_WHAT IS ASKED_
Each line of the material below should be reproduced exactly.
══ TASK DATA ══
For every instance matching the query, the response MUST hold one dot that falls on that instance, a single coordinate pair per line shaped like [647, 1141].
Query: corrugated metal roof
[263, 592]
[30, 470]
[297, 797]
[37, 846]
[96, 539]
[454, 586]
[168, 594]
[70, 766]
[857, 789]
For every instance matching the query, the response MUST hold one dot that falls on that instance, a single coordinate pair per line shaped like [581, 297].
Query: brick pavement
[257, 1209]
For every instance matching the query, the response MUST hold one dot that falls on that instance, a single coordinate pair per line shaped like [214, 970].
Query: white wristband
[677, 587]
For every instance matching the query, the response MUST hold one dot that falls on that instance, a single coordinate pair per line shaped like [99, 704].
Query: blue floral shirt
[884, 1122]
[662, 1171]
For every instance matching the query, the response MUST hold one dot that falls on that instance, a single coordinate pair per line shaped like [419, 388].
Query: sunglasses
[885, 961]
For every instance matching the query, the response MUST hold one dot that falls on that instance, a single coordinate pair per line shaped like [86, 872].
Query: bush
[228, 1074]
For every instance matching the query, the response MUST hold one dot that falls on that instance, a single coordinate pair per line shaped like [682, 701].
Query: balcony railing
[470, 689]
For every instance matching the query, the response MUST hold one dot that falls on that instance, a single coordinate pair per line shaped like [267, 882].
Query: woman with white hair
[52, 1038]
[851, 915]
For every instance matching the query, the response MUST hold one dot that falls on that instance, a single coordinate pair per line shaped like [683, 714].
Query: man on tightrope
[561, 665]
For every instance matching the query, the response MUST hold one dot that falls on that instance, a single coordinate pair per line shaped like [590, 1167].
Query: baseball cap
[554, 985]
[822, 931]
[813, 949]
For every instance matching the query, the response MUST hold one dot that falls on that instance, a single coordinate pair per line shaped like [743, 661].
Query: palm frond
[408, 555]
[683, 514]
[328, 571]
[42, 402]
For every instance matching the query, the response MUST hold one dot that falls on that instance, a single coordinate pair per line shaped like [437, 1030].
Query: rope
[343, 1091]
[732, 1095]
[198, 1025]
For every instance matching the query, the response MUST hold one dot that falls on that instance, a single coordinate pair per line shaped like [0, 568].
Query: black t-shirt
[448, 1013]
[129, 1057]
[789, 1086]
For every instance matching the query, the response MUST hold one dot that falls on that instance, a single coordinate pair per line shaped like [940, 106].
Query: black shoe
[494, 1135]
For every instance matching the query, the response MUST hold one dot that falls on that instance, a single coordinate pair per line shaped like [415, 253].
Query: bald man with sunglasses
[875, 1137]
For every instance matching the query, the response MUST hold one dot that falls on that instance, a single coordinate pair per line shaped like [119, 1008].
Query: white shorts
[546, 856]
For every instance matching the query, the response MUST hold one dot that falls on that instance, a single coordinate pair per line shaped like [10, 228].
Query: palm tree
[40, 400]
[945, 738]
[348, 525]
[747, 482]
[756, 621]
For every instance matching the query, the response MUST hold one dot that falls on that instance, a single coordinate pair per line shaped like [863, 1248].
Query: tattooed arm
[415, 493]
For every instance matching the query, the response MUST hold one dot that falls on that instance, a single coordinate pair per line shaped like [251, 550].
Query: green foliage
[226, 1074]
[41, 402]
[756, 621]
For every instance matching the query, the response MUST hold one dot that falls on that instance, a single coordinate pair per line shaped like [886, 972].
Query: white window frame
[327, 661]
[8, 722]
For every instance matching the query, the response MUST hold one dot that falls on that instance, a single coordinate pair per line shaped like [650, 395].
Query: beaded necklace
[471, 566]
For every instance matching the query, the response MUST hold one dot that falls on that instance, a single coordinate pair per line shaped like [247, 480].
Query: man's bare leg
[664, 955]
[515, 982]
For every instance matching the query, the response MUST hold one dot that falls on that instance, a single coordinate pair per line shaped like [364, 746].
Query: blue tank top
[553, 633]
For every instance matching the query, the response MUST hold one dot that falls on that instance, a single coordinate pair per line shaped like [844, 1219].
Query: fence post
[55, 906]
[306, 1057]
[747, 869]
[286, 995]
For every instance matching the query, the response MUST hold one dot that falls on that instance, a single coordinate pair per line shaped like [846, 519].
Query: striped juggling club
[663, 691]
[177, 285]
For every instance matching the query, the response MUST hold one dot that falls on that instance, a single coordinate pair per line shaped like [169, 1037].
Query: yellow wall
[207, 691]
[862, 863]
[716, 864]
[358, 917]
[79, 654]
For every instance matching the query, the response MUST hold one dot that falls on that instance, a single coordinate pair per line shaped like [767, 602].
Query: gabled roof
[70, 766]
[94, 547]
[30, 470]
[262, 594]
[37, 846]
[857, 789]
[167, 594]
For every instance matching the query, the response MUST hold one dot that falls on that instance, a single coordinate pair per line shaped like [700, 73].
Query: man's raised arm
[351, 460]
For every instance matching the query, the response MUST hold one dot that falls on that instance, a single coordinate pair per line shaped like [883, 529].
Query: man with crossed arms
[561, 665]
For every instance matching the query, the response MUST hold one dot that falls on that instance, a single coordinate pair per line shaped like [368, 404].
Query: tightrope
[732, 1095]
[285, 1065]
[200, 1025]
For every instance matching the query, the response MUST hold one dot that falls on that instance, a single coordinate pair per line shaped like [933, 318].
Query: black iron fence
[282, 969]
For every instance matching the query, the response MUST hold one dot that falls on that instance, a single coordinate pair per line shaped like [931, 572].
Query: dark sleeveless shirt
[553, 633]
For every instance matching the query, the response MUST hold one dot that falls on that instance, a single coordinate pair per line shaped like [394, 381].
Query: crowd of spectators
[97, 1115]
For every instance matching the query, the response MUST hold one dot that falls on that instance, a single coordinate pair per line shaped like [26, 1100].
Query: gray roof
═══
_SOLUTION FOR THIS TASK_
For every instance matching the query, the response MUST hold one dot that falls on that instance, a single coordinate pair per line shaped like [647, 1141].
Query: corrugated metal roof
[263, 592]
[30, 470]
[297, 797]
[37, 846]
[96, 539]
[454, 586]
[168, 594]
[70, 766]
[857, 789]
For every instance matching the query, the response MUST hold one dot that falls on that instance, a single coordinate pair per line shaped like [581, 297].
Query: brick pavement
[257, 1209]
For every instance matching the query, the response MUST hold one dot that falls on that instance, a single coordinate pair per line shaped like [214, 970].
Query: white wristband
[677, 587]
For every instance matching the query, the response MUST hold one dot that falls on that instance, a single coordinate pair per line shaped like [99, 704].
Query: blue floral shirt
[884, 1122]
[662, 1171]
For every instance matching the query, the response MUST hold one dot that falls on that instance, a single coordinate pair per line shaped like [419, 388].
Query: sunglasses
[885, 961]
For every instance matching the query, the response MUST hold one dot that falls on that instance, a single coordinate pair per line shaped like [86, 872].
Query: bush
[228, 1074]
For every instance matching the query, the response MUST hold one dot that falls on that instance, a single coordinate pair per line shaped like [682, 701].
Query: balcony railing
[470, 689]
For every instance matching the query, the response MUST hold one dot that falls on that instance, a single coordinate pair per line shaped like [267, 882].
Query: woman with white hair
[52, 1038]
[851, 915]
For every instance matching the query, the response MUST hold one dot that falls on that instance, a single coordinate pair per line shaped like [683, 714].
Query: man on tightrope
[561, 665]
For every instance matching the query, the response MUST hold one dot that falls on that instance, a single coordinate pair per line shaped like [590, 1167].
Query: baseball cap
[554, 985]
[822, 931]
[813, 949]
For every instance matching the query, the response MUST hold one dot that falls on that instance, a single coordinate pair per line shaped like [743, 661].
Query: palm frond
[408, 555]
[683, 514]
[328, 571]
[42, 402]
For every instance matching the query, the response MUST hold one dot that falls on that instance, a single coordinate pair per line shaped like [437, 1030].
Query: rope
[343, 1091]
[732, 1095]
[198, 1025]
For every instance matching the query, the response MUST hold one dot that falls on that instance, a single coordinate pair per line shaped like [0, 568].
Query: black t-shirt
[448, 1013]
[129, 1057]
[789, 1086]
For every instance matching the query, the response MUST hold one dot that falls on that instance, a single coordinate pair per line shaped like [940, 106].
Query: black shoe
[494, 1135]
For every instance matching the query, the response MUST hold one dot that falls on that instance, a single coordinate pair per line shaped like [415, 253].
Query: bald man with sunglasses
[875, 1137]
For every instance matching the query, the response MUST hold one dot that falls on that instance, a single coordinate pair per line shaped like [119, 1008].
Query: white shorts
[546, 856]
For every instance matching the query, the response MUST hold one dot that falls on that instance, a single coordinate pair per line shaped like [10, 228].
Query: palm tree
[40, 400]
[945, 738]
[348, 525]
[747, 482]
[756, 621]
For every instance matching the query, the response MUST hold one dot that falls on that instance, a single coordinate pair per line shaped like [863, 1248].
Query: tattooed arm
[415, 493]
For every instance matching the query, the response MUST hold one dot that falls on that instance, a single coordinate pair per line shaped like [251, 550].
Query: green foliage
[226, 1074]
[41, 402]
[756, 621]
For every instance matching the query, the response MUST hold one dot that falls on that instance, a single coordinate pair per line shaped like [886, 972].
Query: white window frame
[327, 661]
[8, 722]
For every instance matching the query, the response MUST hold one dot that falls on that instance, a single coordinate pair per line shaped like [650, 395].
Query: beaded necklace
[471, 566]
For every instance matching the query, the response MUST hold one dot that falls on that instance, a single coordinate pair per line shaped like [247, 480].
Query: man's bare leg
[664, 955]
[515, 982]
For every instance matching the query, the response MUST hold one dot that falls on that instance, a single coordinate pair per line shaped like [364, 746].
Query: blue tank top
[553, 633]
For every instance matching the query, the response MUST hold one dot that falls on that instance, a single coordinate pair per line shaped like [844, 1219].
Query: fence post
[55, 906]
[306, 1057]
[747, 869]
[286, 995]
For every instance matching the query, the response MUST hold one dot that falls on that instance, a single coordinate pair per line shaped like [846, 519].
Query: striped juggling club
[663, 691]
[177, 285]
For every instance matching the query, the response MUST hold one dot that falls on that instance, a single coordinate pair per line shaped like [169, 1037].
Query: yellow wall
[207, 691]
[862, 863]
[716, 864]
[358, 917]
[79, 654]
For every instance matching the query, the response MUST hold one dot that falls on that instance, a single coordinate pair per line shaped like [767, 602].
Query: gabled roof
[70, 766]
[94, 547]
[30, 470]
[262, 594]
[37, 846]
[857, 789]
[167, 594]
For every instance matching the query, the response MUST hold one dot that falls on that instance, a single coordinate pair per line shaped like [700, 73].
Query: man's raised arm
[351, 460]
For every instance matching the query, the response MUST hold one dot that falls on that instance, a single coordinate pair per line shaped like [883, 529].
Query: man with crossed arms
[561, 665]
For every instance matching the query, the response MUST hold one dot that falls on that instance, a single coordinate pair per line shaped like [368, 404].
Query: tightrope
[732, 1095]
[285, 1065]
[200, 1025]
For every instance matching the query, the response MUST hold one dot that falls on that instance, a single coordinate pair per line shaped like [933, 318].
Query: black iron fence
[282, 969]
For every instance matching the query, the response MUST hold one dot that falls on that instance, a single coordinate pair per line shaped like [931, 572].
Query: dark sleeveless shirt
[553, 633]
For every instance matching the query, the response MUST hold one dot that falls on that instance, a single coordinate pair per line shaped like [394, 381].
Query: crowd of spectators
[97, 1115]
For every instance matching the query, the response MUST hold one dot that falls on that instance, a single coordinate pair per line shaped like [26, 1100].
Query: gray roof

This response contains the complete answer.